The full listing should be set down again precisely.

——

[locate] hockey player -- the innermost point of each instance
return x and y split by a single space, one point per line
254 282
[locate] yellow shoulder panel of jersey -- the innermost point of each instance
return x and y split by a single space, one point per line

——

» **ANSWER SPACE**
[locate] hockey player -- the innermost point of each instance
return x and y split by a single space, one point per line
254 282
[locate] yellow shoulder panel of jersey -- the innermost point of each instance
return x and y split by a single space, one point per line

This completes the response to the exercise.